BEGIN Dataset rows
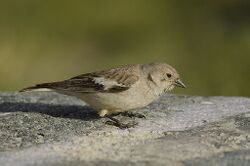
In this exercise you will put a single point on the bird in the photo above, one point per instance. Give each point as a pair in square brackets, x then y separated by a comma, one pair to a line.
[119, 89]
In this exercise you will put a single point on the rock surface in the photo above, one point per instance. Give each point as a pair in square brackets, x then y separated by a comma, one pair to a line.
[51, 129]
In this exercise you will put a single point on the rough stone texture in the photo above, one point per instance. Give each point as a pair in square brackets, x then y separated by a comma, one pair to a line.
[51, 129]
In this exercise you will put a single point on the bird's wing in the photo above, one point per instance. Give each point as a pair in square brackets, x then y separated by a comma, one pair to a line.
[113, 80]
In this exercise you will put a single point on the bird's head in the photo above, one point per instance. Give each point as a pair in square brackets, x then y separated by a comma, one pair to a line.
[164, 76]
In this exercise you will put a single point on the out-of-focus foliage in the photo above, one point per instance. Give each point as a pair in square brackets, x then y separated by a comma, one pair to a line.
[208, 42]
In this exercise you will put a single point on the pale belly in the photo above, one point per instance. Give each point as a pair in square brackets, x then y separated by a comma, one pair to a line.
[117, 102]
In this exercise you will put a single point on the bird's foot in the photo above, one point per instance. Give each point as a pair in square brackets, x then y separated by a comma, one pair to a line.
[132, 114]
[117, 123]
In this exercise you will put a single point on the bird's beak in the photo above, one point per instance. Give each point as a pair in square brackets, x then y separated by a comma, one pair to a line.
[179, 83]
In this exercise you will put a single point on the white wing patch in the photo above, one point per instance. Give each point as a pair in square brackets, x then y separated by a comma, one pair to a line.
[107, 83]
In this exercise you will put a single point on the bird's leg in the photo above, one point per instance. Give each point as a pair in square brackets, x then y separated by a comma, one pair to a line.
[132, 114]
[115, 122]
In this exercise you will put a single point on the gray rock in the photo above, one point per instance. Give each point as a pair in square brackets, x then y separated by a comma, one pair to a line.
[52, 129]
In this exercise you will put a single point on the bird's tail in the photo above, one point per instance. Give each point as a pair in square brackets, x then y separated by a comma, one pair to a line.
[38, 87]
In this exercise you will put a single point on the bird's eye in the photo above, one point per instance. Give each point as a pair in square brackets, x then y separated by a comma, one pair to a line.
[169, 75]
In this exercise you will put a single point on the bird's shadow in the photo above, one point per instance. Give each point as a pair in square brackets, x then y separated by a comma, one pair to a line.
[64, 111]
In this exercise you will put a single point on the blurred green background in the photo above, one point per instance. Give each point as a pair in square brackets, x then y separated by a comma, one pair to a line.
[208, 42]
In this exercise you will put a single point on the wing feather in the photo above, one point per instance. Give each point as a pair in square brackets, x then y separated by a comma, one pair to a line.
[113, 80]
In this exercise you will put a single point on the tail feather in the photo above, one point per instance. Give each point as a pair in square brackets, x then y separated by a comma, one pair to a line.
[38, 87]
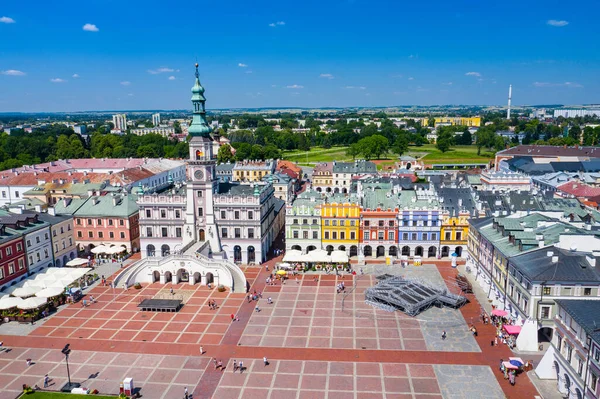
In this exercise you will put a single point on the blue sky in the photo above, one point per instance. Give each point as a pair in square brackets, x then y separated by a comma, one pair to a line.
END Dataset rows
Work instructions: Starting at the line that contains "on the blurred" and ending at the last line of the records, write out every line again. Multiply each coordinate in the answers by 2 and round it to a whole number, with halves rounded up, and leave the pictures out.

Written reply:
In this exercise you will put a single point on the blurred green background in the photo above, one point per instance. Give each point as a pair in square brackets, x then y separated by a comma, one pair to a line.
[416, 84]
In this exercise you will put a single point on the wing feather in the photo above, one point per instance. Give each point as a pair in square brackets, x then y separated by a comma, one pair to a line.
[226, 160]
In this exercise you will put a single point on the tail feather in the photo above, one point per instance. Give each point as a pair in square brackets, x then y separated by a comma, one pair to a line.
[76, 174]
In this exercise you will put a single point on the blue sky in the photo above, one point per instance. Give each point as a pair in square brackets, x then y separated by a comma, one pair to a line.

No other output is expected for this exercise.